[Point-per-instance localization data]
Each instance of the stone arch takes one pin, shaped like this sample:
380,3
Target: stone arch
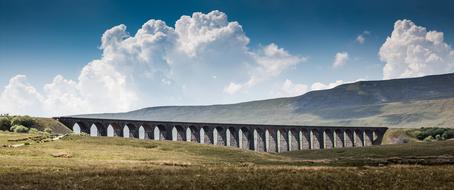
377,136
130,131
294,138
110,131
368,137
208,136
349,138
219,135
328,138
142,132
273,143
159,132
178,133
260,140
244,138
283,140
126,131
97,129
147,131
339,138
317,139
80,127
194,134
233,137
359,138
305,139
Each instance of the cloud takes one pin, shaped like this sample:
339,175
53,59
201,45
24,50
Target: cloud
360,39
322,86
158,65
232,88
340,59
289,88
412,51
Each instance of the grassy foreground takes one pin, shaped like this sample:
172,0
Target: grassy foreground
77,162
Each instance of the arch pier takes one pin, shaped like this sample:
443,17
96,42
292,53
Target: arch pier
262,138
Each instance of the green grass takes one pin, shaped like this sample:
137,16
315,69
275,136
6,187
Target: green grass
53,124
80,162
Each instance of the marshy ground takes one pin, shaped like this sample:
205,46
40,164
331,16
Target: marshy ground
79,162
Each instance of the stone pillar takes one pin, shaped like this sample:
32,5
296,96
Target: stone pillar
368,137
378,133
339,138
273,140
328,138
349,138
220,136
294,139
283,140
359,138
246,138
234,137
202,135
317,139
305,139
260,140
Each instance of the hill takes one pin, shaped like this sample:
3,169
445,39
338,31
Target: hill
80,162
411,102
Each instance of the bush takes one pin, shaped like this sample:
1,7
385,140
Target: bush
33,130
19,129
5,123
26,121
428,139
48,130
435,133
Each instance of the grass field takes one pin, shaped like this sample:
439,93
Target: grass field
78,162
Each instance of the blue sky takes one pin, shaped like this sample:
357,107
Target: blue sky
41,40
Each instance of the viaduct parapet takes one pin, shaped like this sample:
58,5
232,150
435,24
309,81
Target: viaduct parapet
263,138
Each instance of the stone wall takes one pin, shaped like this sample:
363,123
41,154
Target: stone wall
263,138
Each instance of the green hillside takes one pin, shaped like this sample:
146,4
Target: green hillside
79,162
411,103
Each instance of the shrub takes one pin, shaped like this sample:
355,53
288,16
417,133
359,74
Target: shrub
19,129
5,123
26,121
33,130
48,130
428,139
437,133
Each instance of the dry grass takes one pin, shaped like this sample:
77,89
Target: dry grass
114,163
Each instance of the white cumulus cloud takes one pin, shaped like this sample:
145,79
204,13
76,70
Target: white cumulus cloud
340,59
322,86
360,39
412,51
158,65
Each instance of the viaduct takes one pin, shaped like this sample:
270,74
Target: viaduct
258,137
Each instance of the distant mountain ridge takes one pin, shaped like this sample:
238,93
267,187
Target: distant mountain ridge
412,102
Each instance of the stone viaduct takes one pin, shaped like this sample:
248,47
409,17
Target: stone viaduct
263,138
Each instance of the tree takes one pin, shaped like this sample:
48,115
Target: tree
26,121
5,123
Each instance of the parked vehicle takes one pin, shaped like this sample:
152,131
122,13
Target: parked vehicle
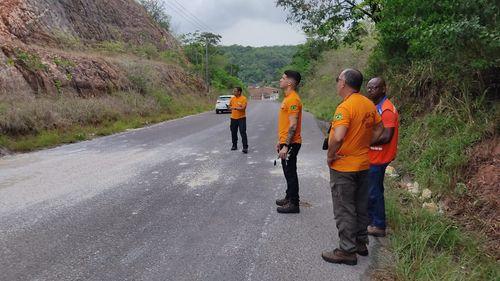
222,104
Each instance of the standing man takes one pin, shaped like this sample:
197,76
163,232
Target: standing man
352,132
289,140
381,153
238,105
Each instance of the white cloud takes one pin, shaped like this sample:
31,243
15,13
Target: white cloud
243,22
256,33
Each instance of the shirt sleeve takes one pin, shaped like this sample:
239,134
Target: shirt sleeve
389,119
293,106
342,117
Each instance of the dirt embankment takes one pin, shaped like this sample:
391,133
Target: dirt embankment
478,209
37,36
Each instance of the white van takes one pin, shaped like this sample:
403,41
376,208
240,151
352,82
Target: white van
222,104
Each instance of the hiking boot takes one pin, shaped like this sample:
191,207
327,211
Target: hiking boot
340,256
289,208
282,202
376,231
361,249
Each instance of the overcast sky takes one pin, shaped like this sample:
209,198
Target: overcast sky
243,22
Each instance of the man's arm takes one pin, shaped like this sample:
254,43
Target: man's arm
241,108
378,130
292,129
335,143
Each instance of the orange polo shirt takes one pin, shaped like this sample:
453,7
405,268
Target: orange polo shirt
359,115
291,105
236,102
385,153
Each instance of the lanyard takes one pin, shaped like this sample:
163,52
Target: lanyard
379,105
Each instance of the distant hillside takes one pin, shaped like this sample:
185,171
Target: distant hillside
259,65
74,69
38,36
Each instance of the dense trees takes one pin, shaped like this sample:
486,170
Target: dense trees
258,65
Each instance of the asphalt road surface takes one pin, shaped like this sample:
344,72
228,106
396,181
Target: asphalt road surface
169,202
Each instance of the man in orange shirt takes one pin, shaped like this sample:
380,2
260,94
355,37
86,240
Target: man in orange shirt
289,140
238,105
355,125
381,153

§ How to complete this task: Above are the records; print them all exactly and keep the pictures out.

§ Exercise answer:
Each instance of the stone arch takes one pin, shaped like this sample:
380,3
Target: stone arch
377,136
130,131
294,138
110,131
368,137
208,136
349,138
219,135
328,138
142,132
273,143
159,132
178,133
260,140
244,138
283,140
126,131
97,129
147,131
339,138
317,139
80,127
194,134
233,137
359,138
305,139
Each instance of the cloud takes one pin, shaped like this sample:
339,175
53,59
201,45
24,50
Target: cloud
360,39
322,86
158,65
232,88
340,59
289,88
412,51
Each instance of the grassy foreground takes one pin, shaped like this sample:
172,0
Target: grassy foreground
77,162
Each instance of the arch pier takes one pin, shaped like this sample:
443,17
96,42
292,53
Target: arch pier
262,138
Each instance of the green grass takes one pin, shaped like this sample:
137,16
315,69
275,136
6,187
Target: green grass
53,124
80,162
Each instance of the marshy ground takes one pin, shaped like this sample:
205,46
40,164
331,16
Target: marshy ground
79,162
Each instance of the stone pillar takes one pin, shaped like this sample:
32,5
296,96
Target: stone pillar
368,137
378,133
339,138
273,140
328,138
349,138
220,136
294,139
283,140
359,138
246,138
234,137
202,135
317,139
305,139
260,140
Each instance of the hill takes one pin, shaped like this sample:
3,169
445,39
338,31
Target: hill
80,162
411,102
Each instance of the bush takes one pin, shaped like this sample:
1,7
385,140
Target: bush
33,130
19,129
5,123
26,121
428,139
48,130
435,133
Each instance of the grass field takes one pin, shaped like this sample:
439,93
Target: grass field
78,162
Each instance of the blue sky takes one pin, shaped like this sample:
357,107
Target: blue sky
41,40
Each instance of the viaduct parapet takes one pin, shaped like this sample:
58,5
232,150
435,24
309,81
Target: viaduct parapet
263,138
Each instance of the stone wall takes one pin, shaped like this sample:
363,123
41,154
Target: stone wall
263,138
Each instance of the green hillside takes one pin, shaped like this sample:
146,4
Target: green hillside
79,162
411,103
Each instance of the shrub takes one pin, shaped like this sample:
355,53
288,16
417,133
359,74
Target: shrub
19,129
5,123
26,121
33,130
48,130
428,139
437,133
Each instance of the dry grass takes one pin, shaped like this sample:
77,89
Target: dry grass
114,163
Each instance of the white cumulus cloud takes one pin, shaped like this sample:
145,79
204,13
76,70
Target: white cumulus cloud
340,59
322,86
360,39
412,51
158,65
Each instance of the viaduct takes one pin, shaped like this sample:
270,74
Target: viaduct
258,137
Each instance of the distant mountain ridge takes one pin, shaped like this sample:
238,93
267,187
Target: distant mountain ridge
412,102
Each instance of the stone viaduct takes one pin, shaped like this sample:
248,47
409,17
Target: stone viaduct
263,138
Each instance of the tree takes one pin, shaped like this sample:
48,115
Target: tree
26,121
5,123
Each instance of the parked vehicle takes one pin, shaped like this sample:
152,131
122,13
Target: parked vehicle
222,104
Each instance of the standing man takes one pin, shaped like this sample:
197,76
163,232
Target: standing man
352,132
289,140
381,153
238,105
Each instance of the white cloud takes one pin, shaped like this sample:
31,243
15,13
Target: white cloud
243,22
256,33
Each instance of the shirt sleeve takes one pin, shaped like this sample:
239,134
Target: shirt sleeve
389,119
293,106
342,117
Each instance of the dirt embankment takes one pin, shaped like this sample:
391,133
Target: dirt embankment
478,209
37,36
Each instance of the white van takes one pin, shaped like this sample:
403,41
376,208
240,151
352,82
Target: white van
222,104
Each instance of the hiking boot takes one pin, shaped like this sample:
191,207
327,211
Target: hiking boot
340,256
289,208
282,202
376,231
361,249
Each instance of the overcast sky takes one pin, shaped like this sample:
209,198
Target: overcast sky
243,22
Each instance of the man's arm takes one pin, shaped like this sample:
254,43
Target: man's arm
241,108
378,130
292,129
335,143
Each instance of the orange polo shirt takes one pin, shaped like this sample:
453,7
405,268
Target: orange polo shirt
359,115
291,105
236,102
385,153
Each instance of the lanyard takes one pin, shaped like this sample:
163,52
Target: lanyard
379,105
Each instance of the distant hillside takes one pin, shaped like this sample:
185,171
Target: distant hillside
259,65
74,69
38,36
Each instance of the dense trees takes one pin, shaped like this sample:
486,170
Target: dense trees
258,65
Each instance of the asphalt road surface takes one pin, shaped like this sample:
344,72
228,106
396,181
Target: asphalt road surface
169,202
Each instance of the man in orange shirt takes one pin, shaped like this sample:
380,2
260,94
355,37
86,240
Target: man in orange shirt
289,140
238,105
355,125
381,153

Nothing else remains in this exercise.